LESETEXT
# Klassenkonvertierung  - ImageIO



## obiwankenobi (20. Feb 2005)

Hallo,

ich weiß nicht ob hier richtig bin, aber mein Problem bezieht sich auf die ImageIO und somit denke ich kann man das hier mal posten. Sollte es doch nicht passen. Dann sagt mir wohin damit.

Nun gut, ich lese aus einer File (Bild) mit dem Befehl ImageIO.createImageInputStream(...);

welcher einen InputStream des Typs ImageInputStream zurückliefert.

Alles ganz toll. Doch ich hätte nur gerne einen "einfachen" InputStream, da ich mit dem besser weiterarbeiten könnte. Leider lässt sich der ImageInputStream nicht in einen InputStream konvertieren (Class-Cast / Type-Cast).

ImageInputStream ist ein Interface und hat mit dem eigentlichen InputStream leider so gut wie gar nichts zu tun.

Gibt es trotzdem eine Möglichkeit von ImageInputStream in InputStream zu konvertieren?

Danke


----------



## Illuvatar (21. Feb 2005)

Ich kenne keine Möglichkeit, aber ich sehe auch keinen Sinn darin. Du könntest dir dann doch auch direkt einen InputStream machen.


----------



## KSG9|sebastian (21. Feb 2005)

wozu willst du nen InputStream und keinen ImageInputStream ?


----------



## Guest (24. Feb 2005)

BEREITGESTELLTE DATEN
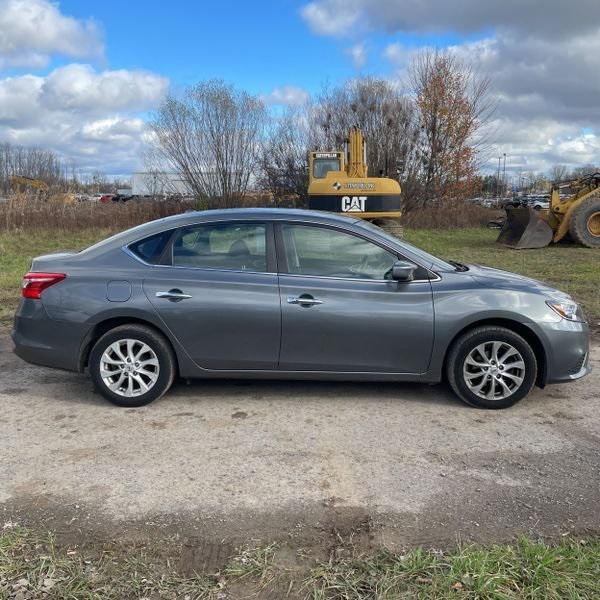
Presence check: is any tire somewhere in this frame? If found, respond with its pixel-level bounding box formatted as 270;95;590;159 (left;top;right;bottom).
569;198;600;248
446;326;538;409
89;324;176;408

AUFGABEN
a) Was ist ImageInputStream laut dem Forenthread zu ImageIO?
b) Liefere die Fortsetzung des Forenthreads zu ImageIO im Anschluss an seinen letzten Eintrag.

ANTWORTEN JE AUFGABE
a) Ein Interface, das mit dem eigentlichen InputStream so gut wie gar nichts zu tun hat.

b)
Ich habe OpenSource-Klassen die ich verwenden muss (Bedingung). Eine dieser Klassen kann mit einem ImageInputStream nicht anfangen und benötigt einen InputStream.

Diese Klasse ist aber essentiell für die weitere Entwicklung.

Es gibt mehrere Möglichkeiten dies Problem zu lösen.

1. Konvertierung von ImageInputStream in InputStream
2. keinen ImageInputStream verwenden sondern gleich einen InputStream aus der Datei lesen

Dabei darf aber die Image-IO Architektur welche Java zur Verfügung stellt nicht verletzt werden.

Meine Frage ist jetzt, ob Punkt 1 oder Punkt 2 zu realisieren sind, oder ob es sogar einen weiteren Lösungsweg gibt.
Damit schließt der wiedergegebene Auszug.